Milano sta cambiando pelle, ancora una volta. Non è solo l'Expo, è un'energia che percepisci immediatamente, percorrendo le sue strade. Non c'è bisogno dunque di un pretesto (anche se “sostanzioso” come un’esposizione universale) per eleggerla a meta di un viaggio. Alle seduzioni del Duomo, de L’Ultima cena di Leonardo, della Scala o del Piccolo, si aggiungono oggi la sua nuova skyline, che si va verticalizzando, la movida dei Navigli, la ritrovata spiaggia urbana dell'darsena, con le sorprese del suo street food. Per non dire delle sue mille manifestazioni culturali o del fascino intramontabile della moda, dietro il quale occhieggia ancora, per fortuna, la Milano delle case di ringhiera, dei cortili e dei vicoli densi di mistero raccontati da Buzzati nel suo capolavoro Un amore.
::::::::
## Obiettivo A
Nel brano su Milano, quale scrittore ha raccontato la Milano dei cortili e dei vicoli densi di mistero, e in quale opera?
## Obiettivo B
Prosegui il brano su Milano dopo la sua ultima frase.
Il materiale riportato qui non è necessario.

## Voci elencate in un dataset
::::::::
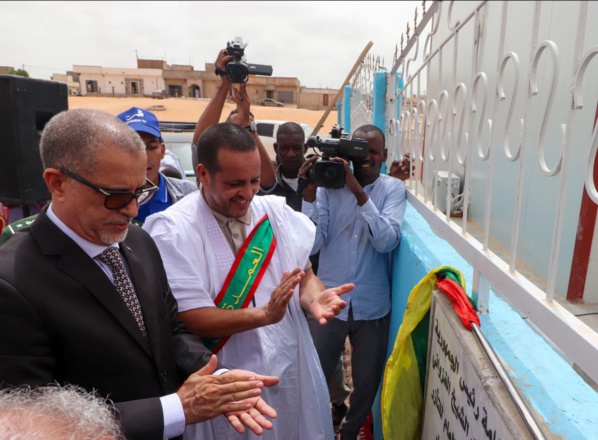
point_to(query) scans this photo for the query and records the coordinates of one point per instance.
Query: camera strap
(245, 275)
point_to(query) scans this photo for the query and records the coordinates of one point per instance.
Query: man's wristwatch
(251, 128)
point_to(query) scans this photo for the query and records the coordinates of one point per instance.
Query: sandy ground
::::::::
## Risposta A
Buzzati, nel suo capolavoro Un amore.

## Risposta B
In questi giorni è uscito, per le edizioni Polaris, un libro che prova a riraccontare questa città, Milano mia. E lo fa in virtù di un’idea ad un tempo semplice e convincente: dare la parola ad una quarantina di testimoni d’eccezione, in gran parte del mondo dell’arte e della cultura, che a Milano ci sono nati o che hanno eletto questa città a loro patria d’adozione.
Il successo dell’operazione lo si deve a chi, con mano sicura, l’ha pensata e condotta in porto. Innanzitutto la “committente”, Elda Cerchiari Necchi, classe 1924, storica dell’arte con all'attivo alcuni manuali fondamentali sulla materia e insegnante al liceo classico Berchet, che ha intrecciato i suoi ricordi con quelli dei tanti amici ed ex-studenti che ha chiamato a collaborare, e poi Chiara Rosati, che si è assunta il compito non facile di riordinare tutto il materiale, arricchendolo con osservazioni personali e con alcune splendide immagini della metropoli che cambia.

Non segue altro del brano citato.